What you should do: Keeping every line intact, repeat the data word for word.

[Dataset entries]
________________________________________

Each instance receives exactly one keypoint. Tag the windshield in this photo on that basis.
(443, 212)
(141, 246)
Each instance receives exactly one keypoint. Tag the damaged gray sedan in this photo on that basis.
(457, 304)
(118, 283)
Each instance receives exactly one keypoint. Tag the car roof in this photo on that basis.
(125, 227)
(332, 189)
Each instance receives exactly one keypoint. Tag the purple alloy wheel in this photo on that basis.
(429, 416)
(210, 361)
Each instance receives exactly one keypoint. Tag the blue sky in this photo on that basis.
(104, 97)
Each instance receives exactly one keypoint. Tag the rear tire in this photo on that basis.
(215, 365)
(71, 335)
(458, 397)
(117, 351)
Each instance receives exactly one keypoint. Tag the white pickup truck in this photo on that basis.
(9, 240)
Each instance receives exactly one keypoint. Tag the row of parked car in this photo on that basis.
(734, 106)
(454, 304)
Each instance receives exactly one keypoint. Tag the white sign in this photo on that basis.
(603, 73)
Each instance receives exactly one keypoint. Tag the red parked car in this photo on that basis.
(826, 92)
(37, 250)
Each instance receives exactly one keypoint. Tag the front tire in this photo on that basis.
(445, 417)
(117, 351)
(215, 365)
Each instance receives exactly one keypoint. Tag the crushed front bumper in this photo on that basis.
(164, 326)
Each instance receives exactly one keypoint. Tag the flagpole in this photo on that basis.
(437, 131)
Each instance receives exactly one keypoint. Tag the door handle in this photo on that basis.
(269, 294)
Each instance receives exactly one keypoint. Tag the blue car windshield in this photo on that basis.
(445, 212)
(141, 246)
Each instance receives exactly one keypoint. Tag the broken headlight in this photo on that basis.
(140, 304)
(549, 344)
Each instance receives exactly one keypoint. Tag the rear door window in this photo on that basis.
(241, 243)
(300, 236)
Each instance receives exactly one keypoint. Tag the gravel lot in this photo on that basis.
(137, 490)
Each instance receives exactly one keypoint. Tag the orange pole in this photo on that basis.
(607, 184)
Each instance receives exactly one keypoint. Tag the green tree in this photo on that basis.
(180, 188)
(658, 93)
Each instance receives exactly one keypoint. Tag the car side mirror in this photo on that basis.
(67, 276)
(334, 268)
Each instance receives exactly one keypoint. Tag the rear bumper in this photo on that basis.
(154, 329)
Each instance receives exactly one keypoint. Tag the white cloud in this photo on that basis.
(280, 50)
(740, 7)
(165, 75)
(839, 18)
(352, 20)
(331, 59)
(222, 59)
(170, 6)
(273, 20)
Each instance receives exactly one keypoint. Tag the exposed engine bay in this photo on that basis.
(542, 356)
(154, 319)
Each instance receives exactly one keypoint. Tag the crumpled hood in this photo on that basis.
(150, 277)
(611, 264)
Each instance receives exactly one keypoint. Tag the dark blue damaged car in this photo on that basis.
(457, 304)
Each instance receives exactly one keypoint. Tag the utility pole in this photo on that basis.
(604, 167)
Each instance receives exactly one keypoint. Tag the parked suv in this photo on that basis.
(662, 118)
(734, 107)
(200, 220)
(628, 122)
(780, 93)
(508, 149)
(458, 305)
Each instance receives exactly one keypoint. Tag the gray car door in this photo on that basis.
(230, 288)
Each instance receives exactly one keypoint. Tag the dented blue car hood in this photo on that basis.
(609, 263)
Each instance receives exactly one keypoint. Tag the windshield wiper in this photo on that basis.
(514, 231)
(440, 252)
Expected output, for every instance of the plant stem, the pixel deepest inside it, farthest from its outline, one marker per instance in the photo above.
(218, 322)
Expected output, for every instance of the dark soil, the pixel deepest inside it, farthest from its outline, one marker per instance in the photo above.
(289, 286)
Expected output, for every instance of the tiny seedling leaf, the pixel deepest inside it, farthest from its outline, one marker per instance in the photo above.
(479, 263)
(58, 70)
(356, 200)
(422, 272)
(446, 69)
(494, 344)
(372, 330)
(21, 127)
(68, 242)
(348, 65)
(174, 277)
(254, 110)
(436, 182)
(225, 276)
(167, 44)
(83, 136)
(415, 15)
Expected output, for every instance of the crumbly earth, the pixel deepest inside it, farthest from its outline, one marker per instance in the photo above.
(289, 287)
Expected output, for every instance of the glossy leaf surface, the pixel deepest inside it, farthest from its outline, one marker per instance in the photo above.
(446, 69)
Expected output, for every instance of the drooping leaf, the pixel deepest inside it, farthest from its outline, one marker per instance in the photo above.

________________________________________

Output of the task:
Each instance receives exactly one keypoint. Tag the windshield in this photo on that basis.
(443, 212)
(141, 246)
Each instance receives exactly one keypoint. Tag the damaged gray sedan in this photo on that basis.
(457, 304)
(118, 283)
Each instance receives exactly one keypoint. Tag the car roof in this photo on that basis.
(125, 227)
(332, 189)
Each instance receives exactly one keypoint. Tag the purple alloy wheel in this photo on that basis.
(429, 416)
(210, 361)
Each instance receives exactly one keypoint. Tag the blue sky in this photo on that basis.
(104, 97)
Each instance receives exactly one keypoint. Tag the rear tire in this photo on that basis.
(215, 365)
(71, 335)
(458, 397)
(117, 351)
Each instance receives exactly one keypoint. Tag the white pickup truck in this photo on that basis.
(9, 240)
Each instance receives exactly one keypoint. Tag the row of parked car in this photo on that basis.
(734, 106)
(454, 304)
Each instance receives exactly one keypoint. Tag the white sign in this photo on that basis.
(603, 73)
Each instance receives exactly one keypoint. Tag the red parked car in this photo on that basis.
(826, 92)
(37, 250)
Each instance receives exactly one keypoint. Tag the front tire in this photo on that basis.
(445, 417)
(117, 351)
(215, 365)
Each instance receives exactly one keypoint. Tag the crushed front bumper in this photo on that basis.
(164, 326)
Each instance receives exactly one keypoint. Tag the flagpole in this photo on that basis.
(437, 131)
Each instance receives exactly one keypoint. Tag the door handle in this photo on that basis.
(269, 294)
Each instance receives exactly one keypoint. Tag the blue car windshield in this photo on that basis.
(445, 212)
(141, 246)
Each instance receives exactly one keypoint. Tag the broken headlight in this photo on that basis.
(140, 304)
(549, 344)
Each instance receives exactly one keypoint. Tag the rear door window in this photo on that basis.
(241, 243)
(300, 236)
Each instance receives exactly one keypoint. Tag the gravel lot in this photo on that basis.
(137, 490)
Each instance receives exactly one keypoint. Tag the orange pole in this photo on that basis.
(607, 184)
Each instance receives exactly one keypoint. Tag the green tree in this photo on that basis.
(180, 188)
(658, 93)
Each instance receives exactly one keypoint. Tag the car side mirror in this photo on that basis.
(67, 276)
(334, 268)
Each instance receives exactly one keypoint. Tag the rear bumper in this photo on that basis.
(154, 329)
Each instance receives exactly one keypoint. Tag the white cloud in this photo on that basis.
(280, 50)
(740, 7)
(165, 75)
(839, 18)
(352, 20)
(331, 59)
(222, 59)
(170, 6)
(273, 20)
Each instance receives exactly one keypoint. Tag the exposed engine bay in this photo on that basis.
(542, 356)
(154, 319)
Each instance receives exactly one keypoint. Tag the crumpled hood in this photo on that basis.
(150, 277)
(611, 264)
Each instance receives exactly one keypoint. Tag the dark blue damaged car in this photo on that basis.
(457, 304)
Each instance receives exactly one keypoint. Tag the utility pole in this photo on that basis.
(604, 167)
Each instance receives exactly one keypoint. Tag the parked suv in this photo on that basis.
(662, 118)
(734, 107)
(200, 220)
(628, 122)
(780, 93)
(508, 149)
(458, 305)
Each instance receives exactly one keypoint. Tag the gray car door in this photo on that basis.
(230, 288)
Each instance receives exactly one keypoint. Tag the dented blue car hood in this photo on that basis.
(609, 263)
Each instance receives exactly one keypoint. Tag the windshield wiper in this photo on that basis.
(514, 231)
(440, 252)
Expected output, for every instance of the plant stem, the pixel deepest inside it, farthest from its outline, one marker per instance in the photo above.
(218, 322)
Expected output, for every instance of the dark soil, the pixel deepest inside it, farthest from its outline, one marker per instance in the photo above.
(289, 286)
Expected output, for every instance of the tiny seedling leaf, the pixel deepest inside it, farthest from its outline, one marker per instance in the photo above.
(479, 263)
(58, 70)
(356, 200)
(422, 272)
(446, 69)
(494, 344)
(372, 330)
(21, 127)
(68, 242)
(348, 65)
(174, 277)
(254, 110)
(436, 182)
(225, 276)
(167, 44)
(83, 136)
(415, 15)
Expected output, for every instance of the crumbly earth, the pixel deepest inside it, farthest from its outline, one marker per instance in the photo above.
(289, 287)
Expected output, for every instance of the glossy leaf surface, the pixel deepest inside it, farthest from its outline, one marker per instance in the photo above.
(446, 69)
Expected output, for every instance of the drooping leaf, the pixel deepest inside it, farthest from its outline, one marker per instance in the photo above.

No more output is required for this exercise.